## YOUR GOAL
Tally the lines in the entries that contain the word "green" and give only that number.

(Entries pointing to named objects)
'''

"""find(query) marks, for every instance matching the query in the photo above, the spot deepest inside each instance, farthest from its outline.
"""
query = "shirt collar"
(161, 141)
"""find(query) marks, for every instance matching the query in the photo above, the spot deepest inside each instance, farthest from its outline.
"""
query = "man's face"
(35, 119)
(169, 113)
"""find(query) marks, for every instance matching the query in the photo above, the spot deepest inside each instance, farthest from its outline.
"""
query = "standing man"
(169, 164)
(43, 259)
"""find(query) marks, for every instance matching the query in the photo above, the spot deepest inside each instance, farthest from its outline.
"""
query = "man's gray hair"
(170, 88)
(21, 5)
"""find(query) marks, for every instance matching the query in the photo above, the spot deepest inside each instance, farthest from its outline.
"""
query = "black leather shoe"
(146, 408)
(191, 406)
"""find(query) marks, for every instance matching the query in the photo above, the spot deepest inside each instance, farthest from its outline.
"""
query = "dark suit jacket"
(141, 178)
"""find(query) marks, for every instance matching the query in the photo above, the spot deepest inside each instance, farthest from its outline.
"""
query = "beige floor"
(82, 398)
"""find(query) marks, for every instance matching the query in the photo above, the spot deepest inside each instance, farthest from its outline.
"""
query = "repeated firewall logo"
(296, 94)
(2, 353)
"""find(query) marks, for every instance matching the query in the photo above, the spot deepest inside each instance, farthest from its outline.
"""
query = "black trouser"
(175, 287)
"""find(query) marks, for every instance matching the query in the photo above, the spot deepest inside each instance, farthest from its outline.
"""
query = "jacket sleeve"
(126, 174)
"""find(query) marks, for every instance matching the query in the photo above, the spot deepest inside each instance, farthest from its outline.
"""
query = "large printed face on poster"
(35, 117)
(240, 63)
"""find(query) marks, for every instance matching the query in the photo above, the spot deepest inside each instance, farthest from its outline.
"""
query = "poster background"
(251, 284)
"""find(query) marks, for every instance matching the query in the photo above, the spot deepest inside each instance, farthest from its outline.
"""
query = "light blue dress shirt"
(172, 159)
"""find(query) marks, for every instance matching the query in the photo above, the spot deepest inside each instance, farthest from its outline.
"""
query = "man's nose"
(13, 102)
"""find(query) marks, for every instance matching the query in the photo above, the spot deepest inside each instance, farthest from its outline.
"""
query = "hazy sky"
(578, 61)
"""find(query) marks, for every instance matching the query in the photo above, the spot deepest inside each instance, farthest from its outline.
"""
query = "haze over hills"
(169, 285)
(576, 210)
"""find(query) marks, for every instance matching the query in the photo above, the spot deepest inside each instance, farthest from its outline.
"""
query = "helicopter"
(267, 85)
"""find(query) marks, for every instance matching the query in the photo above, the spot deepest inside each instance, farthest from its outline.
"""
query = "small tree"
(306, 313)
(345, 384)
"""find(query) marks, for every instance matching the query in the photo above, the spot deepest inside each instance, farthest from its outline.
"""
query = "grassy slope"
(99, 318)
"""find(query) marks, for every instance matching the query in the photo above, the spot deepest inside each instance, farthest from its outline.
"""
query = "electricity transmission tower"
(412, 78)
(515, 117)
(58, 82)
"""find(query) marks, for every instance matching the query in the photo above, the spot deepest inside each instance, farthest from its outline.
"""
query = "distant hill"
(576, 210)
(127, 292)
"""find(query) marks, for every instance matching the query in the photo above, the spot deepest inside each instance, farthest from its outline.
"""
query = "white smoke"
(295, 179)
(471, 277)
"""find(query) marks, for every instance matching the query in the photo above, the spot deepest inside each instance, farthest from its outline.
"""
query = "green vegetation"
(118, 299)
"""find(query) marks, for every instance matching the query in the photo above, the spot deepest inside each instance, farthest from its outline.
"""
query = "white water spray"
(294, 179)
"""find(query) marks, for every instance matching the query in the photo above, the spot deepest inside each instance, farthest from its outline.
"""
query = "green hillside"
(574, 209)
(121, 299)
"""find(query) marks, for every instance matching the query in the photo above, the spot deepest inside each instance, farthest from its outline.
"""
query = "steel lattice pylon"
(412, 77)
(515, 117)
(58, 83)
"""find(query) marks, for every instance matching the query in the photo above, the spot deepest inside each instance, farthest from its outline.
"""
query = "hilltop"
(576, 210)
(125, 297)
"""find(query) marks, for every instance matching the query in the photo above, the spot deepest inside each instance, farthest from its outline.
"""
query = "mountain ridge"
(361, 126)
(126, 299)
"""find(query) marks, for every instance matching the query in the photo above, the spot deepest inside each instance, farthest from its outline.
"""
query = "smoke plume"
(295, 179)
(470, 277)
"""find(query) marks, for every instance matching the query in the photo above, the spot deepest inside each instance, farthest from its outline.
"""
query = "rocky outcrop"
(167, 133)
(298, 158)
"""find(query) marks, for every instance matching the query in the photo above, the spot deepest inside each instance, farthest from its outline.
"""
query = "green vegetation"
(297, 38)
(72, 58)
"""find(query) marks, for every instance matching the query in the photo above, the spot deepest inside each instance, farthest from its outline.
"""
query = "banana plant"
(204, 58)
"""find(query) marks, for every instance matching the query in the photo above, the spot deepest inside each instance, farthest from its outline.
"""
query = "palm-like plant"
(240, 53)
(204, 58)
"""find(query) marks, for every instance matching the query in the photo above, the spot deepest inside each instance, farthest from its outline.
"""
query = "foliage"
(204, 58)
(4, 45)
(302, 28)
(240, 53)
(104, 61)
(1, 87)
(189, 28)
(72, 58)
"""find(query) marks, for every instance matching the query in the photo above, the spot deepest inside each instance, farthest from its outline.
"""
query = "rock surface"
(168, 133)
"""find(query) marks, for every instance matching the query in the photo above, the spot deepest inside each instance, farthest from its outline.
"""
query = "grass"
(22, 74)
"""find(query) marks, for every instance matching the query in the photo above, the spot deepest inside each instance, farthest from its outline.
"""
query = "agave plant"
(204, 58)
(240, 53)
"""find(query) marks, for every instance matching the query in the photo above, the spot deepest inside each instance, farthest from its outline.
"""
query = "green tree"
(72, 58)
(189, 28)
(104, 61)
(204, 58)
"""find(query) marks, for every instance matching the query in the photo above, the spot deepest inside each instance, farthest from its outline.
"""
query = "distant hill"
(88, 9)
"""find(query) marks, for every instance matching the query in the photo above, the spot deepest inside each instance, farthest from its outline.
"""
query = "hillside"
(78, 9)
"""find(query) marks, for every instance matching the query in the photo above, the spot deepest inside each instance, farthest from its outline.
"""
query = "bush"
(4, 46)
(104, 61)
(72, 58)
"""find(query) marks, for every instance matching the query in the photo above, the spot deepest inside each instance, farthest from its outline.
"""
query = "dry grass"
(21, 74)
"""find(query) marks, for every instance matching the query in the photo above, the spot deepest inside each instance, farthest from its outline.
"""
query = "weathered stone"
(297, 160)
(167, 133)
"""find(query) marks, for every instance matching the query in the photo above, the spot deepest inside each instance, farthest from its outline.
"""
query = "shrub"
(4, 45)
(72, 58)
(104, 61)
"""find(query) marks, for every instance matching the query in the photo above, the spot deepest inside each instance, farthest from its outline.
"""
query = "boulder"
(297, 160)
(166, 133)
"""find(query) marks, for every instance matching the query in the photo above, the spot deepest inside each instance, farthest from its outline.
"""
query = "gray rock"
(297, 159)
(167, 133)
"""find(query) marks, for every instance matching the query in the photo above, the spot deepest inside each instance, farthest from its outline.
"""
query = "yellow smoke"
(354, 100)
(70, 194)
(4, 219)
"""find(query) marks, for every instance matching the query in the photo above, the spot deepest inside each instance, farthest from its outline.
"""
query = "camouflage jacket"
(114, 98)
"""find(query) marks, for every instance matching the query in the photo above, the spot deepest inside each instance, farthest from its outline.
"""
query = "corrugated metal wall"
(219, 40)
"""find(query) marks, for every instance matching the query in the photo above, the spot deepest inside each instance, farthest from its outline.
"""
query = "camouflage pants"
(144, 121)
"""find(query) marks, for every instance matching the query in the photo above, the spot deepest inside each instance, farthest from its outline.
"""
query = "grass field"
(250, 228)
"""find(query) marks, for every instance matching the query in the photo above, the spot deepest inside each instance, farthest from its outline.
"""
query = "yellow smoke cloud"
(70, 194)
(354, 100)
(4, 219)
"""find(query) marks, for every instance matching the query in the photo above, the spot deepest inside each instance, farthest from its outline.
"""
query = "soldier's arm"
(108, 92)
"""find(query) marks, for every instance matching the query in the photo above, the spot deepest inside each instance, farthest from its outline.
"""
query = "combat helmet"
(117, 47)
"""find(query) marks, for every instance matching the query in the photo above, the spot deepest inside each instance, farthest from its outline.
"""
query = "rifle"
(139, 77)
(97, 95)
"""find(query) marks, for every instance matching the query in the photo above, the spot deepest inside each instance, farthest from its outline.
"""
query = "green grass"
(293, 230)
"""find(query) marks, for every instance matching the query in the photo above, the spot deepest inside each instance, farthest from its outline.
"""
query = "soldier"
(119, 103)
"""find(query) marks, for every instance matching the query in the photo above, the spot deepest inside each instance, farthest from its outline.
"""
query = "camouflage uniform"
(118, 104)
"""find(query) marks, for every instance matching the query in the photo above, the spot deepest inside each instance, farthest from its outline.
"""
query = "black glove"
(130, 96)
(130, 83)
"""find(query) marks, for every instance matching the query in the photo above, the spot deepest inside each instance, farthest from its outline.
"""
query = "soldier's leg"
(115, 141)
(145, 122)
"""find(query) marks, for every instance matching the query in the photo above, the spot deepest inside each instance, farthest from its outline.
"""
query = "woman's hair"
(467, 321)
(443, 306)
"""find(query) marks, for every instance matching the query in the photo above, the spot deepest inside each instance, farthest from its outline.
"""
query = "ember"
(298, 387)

'''
'''

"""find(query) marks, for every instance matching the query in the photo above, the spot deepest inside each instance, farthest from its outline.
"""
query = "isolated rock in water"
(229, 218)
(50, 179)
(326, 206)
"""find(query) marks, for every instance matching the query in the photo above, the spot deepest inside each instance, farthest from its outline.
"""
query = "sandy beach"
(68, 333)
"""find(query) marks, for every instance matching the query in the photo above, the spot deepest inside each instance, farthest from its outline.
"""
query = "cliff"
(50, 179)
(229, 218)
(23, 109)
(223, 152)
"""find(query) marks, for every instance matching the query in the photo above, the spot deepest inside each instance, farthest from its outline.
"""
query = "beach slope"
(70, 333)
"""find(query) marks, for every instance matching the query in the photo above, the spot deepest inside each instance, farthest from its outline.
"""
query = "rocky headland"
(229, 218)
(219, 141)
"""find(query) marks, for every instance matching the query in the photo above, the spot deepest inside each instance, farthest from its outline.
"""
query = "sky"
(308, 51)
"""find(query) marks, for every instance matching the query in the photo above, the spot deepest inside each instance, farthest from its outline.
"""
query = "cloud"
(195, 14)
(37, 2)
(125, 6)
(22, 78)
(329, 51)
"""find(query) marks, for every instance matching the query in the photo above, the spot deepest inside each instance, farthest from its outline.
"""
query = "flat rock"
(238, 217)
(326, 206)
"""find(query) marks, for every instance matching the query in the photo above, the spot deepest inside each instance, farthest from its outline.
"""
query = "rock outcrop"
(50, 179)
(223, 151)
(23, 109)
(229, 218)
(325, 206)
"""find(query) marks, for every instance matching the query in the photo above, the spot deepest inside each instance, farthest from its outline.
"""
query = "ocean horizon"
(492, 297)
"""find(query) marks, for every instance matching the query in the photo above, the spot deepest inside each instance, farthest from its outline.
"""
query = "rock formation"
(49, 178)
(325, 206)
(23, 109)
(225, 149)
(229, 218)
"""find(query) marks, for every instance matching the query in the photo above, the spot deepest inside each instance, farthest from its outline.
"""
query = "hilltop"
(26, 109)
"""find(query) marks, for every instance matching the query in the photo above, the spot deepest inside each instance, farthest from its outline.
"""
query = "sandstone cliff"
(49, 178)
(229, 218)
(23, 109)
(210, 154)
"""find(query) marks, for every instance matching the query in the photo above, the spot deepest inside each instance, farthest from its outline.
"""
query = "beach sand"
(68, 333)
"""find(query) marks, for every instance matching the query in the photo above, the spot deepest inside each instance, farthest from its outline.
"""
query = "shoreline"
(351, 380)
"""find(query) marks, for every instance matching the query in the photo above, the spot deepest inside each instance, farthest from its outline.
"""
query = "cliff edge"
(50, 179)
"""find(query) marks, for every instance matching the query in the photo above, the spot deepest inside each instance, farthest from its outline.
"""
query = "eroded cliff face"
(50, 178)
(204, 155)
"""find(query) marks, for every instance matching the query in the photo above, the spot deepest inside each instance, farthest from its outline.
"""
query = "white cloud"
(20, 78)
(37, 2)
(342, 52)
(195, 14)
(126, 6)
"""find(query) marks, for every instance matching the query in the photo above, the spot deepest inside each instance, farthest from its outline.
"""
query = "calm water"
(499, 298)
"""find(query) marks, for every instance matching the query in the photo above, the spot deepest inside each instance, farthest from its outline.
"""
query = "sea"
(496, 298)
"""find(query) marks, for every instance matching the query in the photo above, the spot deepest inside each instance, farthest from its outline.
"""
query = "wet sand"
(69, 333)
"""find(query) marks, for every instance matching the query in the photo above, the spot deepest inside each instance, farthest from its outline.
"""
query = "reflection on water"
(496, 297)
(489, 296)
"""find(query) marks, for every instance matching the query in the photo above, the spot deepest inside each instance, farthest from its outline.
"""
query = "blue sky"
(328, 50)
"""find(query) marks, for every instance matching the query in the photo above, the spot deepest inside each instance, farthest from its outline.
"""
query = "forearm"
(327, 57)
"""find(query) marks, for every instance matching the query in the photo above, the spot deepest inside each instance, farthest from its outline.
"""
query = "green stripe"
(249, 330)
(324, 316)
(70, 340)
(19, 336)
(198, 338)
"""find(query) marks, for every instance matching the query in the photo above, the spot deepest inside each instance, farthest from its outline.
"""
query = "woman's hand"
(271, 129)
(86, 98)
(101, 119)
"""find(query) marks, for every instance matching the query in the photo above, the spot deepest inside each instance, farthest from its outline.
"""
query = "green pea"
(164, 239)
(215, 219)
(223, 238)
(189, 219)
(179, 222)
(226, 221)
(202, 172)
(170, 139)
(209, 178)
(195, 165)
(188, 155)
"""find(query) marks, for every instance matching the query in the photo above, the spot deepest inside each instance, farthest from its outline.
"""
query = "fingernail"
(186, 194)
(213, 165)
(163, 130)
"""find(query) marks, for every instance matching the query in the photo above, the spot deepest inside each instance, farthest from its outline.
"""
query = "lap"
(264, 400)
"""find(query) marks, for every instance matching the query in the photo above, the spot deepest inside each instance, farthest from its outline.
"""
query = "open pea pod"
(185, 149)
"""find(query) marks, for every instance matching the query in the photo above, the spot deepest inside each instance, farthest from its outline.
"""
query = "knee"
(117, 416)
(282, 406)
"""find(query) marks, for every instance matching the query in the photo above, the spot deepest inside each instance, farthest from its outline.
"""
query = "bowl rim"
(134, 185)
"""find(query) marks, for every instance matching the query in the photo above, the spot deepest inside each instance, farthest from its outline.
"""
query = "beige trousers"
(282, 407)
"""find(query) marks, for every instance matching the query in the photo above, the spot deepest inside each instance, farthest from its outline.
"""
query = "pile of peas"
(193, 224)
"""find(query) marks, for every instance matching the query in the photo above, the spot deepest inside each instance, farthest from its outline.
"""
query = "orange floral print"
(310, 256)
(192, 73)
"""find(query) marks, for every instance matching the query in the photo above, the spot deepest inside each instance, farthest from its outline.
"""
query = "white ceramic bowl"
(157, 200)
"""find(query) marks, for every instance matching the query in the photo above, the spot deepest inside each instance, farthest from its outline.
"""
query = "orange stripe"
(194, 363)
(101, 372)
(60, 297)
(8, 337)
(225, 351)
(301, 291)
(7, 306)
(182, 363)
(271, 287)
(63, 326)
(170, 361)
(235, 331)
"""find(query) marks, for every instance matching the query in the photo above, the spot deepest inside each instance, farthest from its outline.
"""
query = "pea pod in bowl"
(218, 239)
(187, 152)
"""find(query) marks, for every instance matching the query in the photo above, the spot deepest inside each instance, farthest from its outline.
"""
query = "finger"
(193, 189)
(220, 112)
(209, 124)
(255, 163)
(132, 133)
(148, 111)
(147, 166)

'''

## THE ANSWER
7